__SOURCE DATA__.
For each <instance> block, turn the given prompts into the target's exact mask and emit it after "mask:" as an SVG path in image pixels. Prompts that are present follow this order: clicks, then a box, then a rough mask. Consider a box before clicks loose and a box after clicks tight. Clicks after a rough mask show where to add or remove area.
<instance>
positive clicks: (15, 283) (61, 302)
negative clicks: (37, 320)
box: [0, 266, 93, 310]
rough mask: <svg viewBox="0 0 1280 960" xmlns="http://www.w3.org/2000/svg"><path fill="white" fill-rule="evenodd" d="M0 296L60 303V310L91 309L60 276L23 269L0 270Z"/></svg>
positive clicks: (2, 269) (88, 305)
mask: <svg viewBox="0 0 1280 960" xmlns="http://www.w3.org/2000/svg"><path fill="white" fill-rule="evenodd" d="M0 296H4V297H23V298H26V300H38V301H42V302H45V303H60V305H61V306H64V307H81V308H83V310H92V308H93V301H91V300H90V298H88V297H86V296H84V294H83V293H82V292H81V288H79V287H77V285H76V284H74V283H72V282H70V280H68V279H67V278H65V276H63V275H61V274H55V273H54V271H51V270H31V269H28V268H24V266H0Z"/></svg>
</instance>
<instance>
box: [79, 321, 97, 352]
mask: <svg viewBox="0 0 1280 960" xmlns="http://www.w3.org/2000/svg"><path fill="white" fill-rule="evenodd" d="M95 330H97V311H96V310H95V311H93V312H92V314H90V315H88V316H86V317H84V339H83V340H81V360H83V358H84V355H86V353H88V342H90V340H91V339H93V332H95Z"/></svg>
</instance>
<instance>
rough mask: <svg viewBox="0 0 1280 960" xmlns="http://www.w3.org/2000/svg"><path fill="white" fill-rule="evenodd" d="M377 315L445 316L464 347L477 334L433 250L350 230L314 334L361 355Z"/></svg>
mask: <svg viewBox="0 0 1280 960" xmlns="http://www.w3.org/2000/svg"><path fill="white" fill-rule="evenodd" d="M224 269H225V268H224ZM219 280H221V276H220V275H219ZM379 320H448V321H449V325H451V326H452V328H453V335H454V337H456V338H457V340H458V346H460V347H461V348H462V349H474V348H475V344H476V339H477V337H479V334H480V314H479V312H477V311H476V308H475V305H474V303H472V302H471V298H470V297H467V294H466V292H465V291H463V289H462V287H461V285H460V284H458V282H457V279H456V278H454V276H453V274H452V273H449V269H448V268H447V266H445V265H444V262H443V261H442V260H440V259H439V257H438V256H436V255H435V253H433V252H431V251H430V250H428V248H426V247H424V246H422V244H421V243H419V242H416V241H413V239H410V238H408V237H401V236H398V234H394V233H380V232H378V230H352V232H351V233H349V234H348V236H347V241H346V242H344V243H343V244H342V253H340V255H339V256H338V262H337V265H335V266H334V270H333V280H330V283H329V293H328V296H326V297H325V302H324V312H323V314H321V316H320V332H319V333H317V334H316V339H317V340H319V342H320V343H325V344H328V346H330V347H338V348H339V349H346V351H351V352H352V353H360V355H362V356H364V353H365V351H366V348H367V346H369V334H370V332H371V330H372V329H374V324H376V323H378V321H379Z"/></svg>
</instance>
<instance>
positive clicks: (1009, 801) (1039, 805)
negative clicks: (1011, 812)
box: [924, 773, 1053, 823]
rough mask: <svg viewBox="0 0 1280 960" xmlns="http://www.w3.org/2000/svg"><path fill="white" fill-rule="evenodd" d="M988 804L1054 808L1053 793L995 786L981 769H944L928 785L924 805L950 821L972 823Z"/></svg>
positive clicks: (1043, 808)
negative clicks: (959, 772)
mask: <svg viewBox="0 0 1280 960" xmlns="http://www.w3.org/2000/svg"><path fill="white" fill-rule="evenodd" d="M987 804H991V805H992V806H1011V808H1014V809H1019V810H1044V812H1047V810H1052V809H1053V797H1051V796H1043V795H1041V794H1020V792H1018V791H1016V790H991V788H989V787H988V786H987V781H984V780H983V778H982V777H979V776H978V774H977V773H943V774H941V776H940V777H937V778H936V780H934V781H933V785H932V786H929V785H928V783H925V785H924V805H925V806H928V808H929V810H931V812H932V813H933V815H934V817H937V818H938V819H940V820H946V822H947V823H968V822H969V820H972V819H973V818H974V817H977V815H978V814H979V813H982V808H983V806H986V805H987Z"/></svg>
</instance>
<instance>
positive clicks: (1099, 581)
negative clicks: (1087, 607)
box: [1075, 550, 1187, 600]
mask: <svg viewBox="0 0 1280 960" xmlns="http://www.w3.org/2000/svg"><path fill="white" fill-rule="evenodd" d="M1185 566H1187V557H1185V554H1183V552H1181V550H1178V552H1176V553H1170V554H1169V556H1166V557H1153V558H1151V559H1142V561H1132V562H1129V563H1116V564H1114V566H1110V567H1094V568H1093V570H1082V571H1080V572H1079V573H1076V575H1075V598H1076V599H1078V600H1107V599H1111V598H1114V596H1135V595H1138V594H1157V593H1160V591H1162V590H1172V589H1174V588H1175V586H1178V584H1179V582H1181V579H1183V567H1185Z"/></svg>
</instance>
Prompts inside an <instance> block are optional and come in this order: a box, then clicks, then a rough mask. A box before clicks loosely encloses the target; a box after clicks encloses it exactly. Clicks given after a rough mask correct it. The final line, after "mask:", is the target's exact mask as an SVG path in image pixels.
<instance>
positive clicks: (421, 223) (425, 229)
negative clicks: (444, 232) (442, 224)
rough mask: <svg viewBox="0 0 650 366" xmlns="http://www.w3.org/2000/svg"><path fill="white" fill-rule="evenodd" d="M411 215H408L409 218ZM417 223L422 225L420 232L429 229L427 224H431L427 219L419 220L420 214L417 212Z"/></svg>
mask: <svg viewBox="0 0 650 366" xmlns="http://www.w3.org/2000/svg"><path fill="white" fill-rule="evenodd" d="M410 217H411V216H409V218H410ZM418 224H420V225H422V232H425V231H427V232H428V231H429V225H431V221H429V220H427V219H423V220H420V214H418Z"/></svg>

__INSTRUCTIONS TO FOLLOW__. Scan the records for the string "then" and report each line where it occurs.

__RESULT OF THE EXERCISE__.
For each <instance> block, turn the given prompts into the target's exact mask and emit it after "mask:" as an SVG path in image pixels. Prompts that are present follow this order: clicks, then a box, then a rough mask. Consider a box before clicks loose and a box after clicks tight. Clicks after a rough mask show where to add or remove area.
Prompts inside an <instance> block are optional and come in this order: a box, then clicks, then a rough mask. A box before clicks loosely encloses the target; a box after clicks encloses it exactly. Clicks given after a rough mask correct it. The final line, after "mask:", is the target's exact mask as an SVG path in image pixels.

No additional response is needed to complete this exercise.